▶ _WHAT IS REQUIRED_:
Take the line that has "[outline] beige building" in it and every line after it to the end of the entries, and reproduce them exactly.

Excerpts of annotation records
+++++

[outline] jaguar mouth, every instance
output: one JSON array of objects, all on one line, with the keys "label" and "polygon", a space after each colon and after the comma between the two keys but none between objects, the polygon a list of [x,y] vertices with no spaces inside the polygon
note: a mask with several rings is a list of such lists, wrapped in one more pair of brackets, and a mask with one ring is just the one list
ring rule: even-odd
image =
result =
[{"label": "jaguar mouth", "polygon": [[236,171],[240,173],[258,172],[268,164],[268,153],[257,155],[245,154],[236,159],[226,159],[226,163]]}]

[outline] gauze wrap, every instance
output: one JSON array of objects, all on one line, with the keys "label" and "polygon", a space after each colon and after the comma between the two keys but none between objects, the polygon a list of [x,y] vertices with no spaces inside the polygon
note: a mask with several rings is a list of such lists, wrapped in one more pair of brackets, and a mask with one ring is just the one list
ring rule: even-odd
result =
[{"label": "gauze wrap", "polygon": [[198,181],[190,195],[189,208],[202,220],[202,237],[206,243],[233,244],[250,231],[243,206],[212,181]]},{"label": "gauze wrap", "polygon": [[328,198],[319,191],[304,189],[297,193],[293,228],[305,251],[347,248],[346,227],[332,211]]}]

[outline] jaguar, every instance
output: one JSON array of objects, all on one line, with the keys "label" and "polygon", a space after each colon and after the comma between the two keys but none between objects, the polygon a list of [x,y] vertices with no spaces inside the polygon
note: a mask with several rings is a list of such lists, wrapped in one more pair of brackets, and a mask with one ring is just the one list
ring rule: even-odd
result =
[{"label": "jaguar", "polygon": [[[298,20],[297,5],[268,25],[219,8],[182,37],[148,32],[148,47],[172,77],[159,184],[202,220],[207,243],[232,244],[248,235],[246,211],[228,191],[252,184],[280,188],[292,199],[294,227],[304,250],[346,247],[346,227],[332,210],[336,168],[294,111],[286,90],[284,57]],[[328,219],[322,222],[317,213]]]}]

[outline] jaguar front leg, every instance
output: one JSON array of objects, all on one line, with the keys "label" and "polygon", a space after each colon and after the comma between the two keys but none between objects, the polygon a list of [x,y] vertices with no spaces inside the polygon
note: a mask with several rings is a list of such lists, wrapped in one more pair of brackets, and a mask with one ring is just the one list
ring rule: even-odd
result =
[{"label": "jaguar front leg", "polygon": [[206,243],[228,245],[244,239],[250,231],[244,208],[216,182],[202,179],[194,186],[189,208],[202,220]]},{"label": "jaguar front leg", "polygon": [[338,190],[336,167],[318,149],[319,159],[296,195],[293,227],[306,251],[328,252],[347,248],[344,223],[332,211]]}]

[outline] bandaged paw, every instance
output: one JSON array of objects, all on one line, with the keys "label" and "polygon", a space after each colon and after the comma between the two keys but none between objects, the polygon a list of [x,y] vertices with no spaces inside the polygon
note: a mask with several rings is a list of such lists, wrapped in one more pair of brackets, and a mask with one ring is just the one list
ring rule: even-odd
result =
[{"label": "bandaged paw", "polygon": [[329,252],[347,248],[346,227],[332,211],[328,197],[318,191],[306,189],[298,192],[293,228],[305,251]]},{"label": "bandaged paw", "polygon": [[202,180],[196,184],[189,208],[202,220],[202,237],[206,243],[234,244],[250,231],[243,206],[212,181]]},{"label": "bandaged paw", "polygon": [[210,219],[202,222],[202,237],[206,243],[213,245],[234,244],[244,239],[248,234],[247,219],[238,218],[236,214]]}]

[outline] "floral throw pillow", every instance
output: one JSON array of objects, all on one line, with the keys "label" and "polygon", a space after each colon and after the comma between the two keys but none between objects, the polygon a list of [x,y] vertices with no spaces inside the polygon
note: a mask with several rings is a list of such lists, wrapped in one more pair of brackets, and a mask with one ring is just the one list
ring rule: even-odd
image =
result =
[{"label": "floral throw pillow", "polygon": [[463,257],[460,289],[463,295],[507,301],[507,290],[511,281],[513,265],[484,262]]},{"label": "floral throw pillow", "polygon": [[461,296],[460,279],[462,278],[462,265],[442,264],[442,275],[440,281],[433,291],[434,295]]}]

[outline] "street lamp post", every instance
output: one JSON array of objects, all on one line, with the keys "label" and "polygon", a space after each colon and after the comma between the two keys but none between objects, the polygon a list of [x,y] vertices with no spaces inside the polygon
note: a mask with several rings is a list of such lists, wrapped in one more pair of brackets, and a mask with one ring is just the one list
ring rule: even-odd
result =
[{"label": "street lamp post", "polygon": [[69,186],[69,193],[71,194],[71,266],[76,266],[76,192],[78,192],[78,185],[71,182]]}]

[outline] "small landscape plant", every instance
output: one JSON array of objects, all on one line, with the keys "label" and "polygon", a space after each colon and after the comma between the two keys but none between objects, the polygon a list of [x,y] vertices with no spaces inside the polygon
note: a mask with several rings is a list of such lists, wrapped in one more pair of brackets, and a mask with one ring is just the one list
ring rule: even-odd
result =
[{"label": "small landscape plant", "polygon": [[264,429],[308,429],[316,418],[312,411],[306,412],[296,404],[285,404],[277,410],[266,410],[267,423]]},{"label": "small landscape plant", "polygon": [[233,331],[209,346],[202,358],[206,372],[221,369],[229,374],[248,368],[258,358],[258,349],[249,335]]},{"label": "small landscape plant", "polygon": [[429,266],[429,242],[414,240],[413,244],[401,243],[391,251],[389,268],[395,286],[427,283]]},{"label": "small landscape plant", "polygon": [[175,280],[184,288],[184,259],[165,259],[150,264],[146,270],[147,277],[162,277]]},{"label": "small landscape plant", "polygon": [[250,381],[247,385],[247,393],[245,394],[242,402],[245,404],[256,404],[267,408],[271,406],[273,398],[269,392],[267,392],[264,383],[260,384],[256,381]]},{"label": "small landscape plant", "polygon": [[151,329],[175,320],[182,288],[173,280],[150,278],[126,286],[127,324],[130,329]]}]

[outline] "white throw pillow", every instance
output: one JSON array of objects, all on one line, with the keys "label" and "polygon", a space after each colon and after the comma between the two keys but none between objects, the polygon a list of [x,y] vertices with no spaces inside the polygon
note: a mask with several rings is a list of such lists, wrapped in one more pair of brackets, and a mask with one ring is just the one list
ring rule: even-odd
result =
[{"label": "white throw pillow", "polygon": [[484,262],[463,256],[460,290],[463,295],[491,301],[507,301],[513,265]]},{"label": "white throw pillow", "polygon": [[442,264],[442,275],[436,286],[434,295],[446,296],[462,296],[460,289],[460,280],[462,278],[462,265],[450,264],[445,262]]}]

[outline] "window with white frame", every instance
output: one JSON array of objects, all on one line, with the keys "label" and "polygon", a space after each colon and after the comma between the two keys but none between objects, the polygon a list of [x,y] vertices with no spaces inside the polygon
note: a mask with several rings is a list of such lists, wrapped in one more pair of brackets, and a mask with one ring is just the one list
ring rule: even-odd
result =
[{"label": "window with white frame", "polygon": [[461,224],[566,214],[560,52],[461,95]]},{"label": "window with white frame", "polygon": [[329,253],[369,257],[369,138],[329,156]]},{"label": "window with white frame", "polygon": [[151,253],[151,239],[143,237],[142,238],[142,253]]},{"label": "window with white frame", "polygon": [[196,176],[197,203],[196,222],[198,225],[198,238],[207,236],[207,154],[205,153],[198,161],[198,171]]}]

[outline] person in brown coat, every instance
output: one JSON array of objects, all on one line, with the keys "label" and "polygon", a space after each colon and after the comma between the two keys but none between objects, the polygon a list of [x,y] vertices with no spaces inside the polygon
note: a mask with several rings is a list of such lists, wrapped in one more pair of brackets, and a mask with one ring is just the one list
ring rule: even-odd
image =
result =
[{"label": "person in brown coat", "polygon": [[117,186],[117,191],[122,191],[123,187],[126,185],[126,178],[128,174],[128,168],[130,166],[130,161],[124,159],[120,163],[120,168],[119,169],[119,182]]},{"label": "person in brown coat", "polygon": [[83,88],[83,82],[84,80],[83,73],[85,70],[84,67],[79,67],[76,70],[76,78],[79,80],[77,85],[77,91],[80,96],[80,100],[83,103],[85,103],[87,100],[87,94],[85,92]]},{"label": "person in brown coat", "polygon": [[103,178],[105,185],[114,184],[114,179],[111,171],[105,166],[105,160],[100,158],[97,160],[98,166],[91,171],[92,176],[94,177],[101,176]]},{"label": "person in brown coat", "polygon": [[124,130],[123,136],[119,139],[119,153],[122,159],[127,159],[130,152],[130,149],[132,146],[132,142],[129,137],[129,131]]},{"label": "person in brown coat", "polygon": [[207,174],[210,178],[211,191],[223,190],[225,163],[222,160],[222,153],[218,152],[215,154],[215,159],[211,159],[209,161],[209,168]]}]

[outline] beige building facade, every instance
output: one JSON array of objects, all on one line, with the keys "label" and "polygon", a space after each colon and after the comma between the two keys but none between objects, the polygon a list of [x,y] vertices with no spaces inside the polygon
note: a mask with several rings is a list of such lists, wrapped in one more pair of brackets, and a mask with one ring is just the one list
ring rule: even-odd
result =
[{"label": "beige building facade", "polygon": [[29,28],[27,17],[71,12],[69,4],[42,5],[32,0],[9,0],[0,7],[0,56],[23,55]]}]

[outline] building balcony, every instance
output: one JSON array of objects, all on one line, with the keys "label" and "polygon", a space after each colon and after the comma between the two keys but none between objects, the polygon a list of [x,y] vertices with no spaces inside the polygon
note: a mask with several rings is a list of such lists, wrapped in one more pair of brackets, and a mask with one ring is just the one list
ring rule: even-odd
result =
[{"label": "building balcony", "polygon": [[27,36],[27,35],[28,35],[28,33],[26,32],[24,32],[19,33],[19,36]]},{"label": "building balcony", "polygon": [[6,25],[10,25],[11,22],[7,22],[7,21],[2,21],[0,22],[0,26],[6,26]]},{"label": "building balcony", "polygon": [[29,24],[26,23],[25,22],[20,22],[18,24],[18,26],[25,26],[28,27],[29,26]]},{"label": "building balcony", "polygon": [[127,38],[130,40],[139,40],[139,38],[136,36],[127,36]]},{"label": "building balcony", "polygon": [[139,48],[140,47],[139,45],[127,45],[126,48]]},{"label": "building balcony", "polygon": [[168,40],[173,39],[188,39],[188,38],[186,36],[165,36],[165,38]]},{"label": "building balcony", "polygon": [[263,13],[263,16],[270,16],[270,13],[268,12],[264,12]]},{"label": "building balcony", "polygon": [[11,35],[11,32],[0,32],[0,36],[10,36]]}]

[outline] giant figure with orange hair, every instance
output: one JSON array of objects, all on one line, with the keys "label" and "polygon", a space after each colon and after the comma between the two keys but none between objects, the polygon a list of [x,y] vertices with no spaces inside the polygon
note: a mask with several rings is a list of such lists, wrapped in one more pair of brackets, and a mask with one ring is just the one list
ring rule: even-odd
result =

+++++

▶ _EXPECTED ANSWER_:
[outline] beige building facade, every instance
output: one JSON array of objects, all on one line, with the keys "label" and "polygon", a space after each colon and after the comma between the two keys but none between objects, the polygon a list of [x,y] vertices with no spaces inside the polygon
note: a mask with several rings is a list of such lists, wrapped in one more pair of brackets, and a mask with one ring is just the one list
ring rule: even-odd
result =
[{"label": "beige building facade", "polygon": [[29,28],[27,17],[71,12],[69,4],[42,5],[32,0],[9,0],[0,7],[0,56],[23,55]]}]

[outline] building balcony, every instance
output: one JSON array of objects, all on one line, with the keys "label" and "polygon", a space after each colon and after the comma between the two keys but none between objects, the polygon a list of [x,y] vertices with no spaces inside the polygon
note: a mask with several rings is a list of such lists, wrapped in one more pair of brackets, and a mask with one ring is just the one list
ring rule: even-odd
result =
[{"label": "building balcony", "polygon": [[27,36],[27,35],[28,35],[28,33],[26,32],[24,32],[19,33],[19,36]]},{"label": "building balcony", "polygon": [[6,25],[10,25],[11,22],[7,22],[7,21],[2,21],[0,22],[0,26],[6,26]]},{"label": "building balcony", "polygon": [[29,24],[26,23],[25,22],[20,22],[18,24],[18,26],[25,26],[28,27],[29,26]]},{"label": "building balcony", "polygon": [[127,38],[130,40],[139,40],[139,38],[136,36],[127,36]]},{"label": "building balcony", "polygon": [[139,48],[140,47],[139,45],[127,45],[126,48]]},{"label": "building balcony", "polygon": [[168,40],[173,39],[188,39],[188,38],[186,36],[165,36],[165,38]]},{"label": "building balcony", "polygon": [[263,13],[263,16],[270,16],[270,13],[268,12],[264,12]]},{"label": "building balcony", "polygon": [[11,35],[11,32],[0,32],[0,36],[10,36]]}]

[outline] giant figure with orange hair, every instance
output: one JSON array of objects, all on one line, with the keys "label" and "polygon", a space after each colon and after the comma between the two keys but none between objects, the polygon a list of [x,y] vertices with no spaces inside the polygon
note: a mask with several rings is a list of such lists, wrapped in one more pair of brackets, and a mask with one ring is just the one list
ring rule: even-odd
result =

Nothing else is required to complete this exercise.